***** Recorded information *****

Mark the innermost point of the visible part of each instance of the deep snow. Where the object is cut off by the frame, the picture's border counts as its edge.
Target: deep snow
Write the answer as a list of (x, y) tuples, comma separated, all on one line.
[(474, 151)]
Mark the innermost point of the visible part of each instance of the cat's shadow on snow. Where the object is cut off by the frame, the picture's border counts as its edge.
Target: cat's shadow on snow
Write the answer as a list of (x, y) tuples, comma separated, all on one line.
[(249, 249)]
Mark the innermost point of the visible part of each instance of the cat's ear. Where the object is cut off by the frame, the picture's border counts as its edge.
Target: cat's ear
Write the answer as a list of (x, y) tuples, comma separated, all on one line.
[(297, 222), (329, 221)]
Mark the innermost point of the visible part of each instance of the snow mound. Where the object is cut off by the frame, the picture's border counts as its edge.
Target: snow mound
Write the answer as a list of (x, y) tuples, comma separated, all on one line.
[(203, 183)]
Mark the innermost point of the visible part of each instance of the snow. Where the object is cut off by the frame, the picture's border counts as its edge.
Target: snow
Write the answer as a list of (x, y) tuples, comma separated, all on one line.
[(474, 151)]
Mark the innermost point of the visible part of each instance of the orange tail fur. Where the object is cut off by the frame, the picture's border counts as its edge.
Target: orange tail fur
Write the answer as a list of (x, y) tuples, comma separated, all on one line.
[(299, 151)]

*****

Please recast the records from the line containing "the snow mound." through the end of the records, inclusive, as a two-column CSV with the header input,output. Give one row per record, with its text in the input field and its answer in the output field, each in one quoted field and with line breaks turned into spaces.

input,output
"Mark the innermost point of the visible part of each instance of the snow mound. Where the object is cut off by the frame, the picture's border counts as its edge. Target: snow mound Write the answer as a list of (x, y) tuples, comma separated, all on one line.","[(203, 183)]"
"Mark the innermost point of the visible part of each instance of the snow. Where the object is cut off by the frame, the picture's border counts as its edge. Target: snow Write the answer as a list of (x, y) tuples, comma separated, all on one line.","[(474, 151)]"
"Mark the innermost point of the visible part of each instance of the orange tail fur. Where the object is cut off by the frame, the picture's border counts as its edge. Target: orange tail fur Write the answer as a list of (x, y) tuples, comma separated, all on one line.","[(299, 151)]"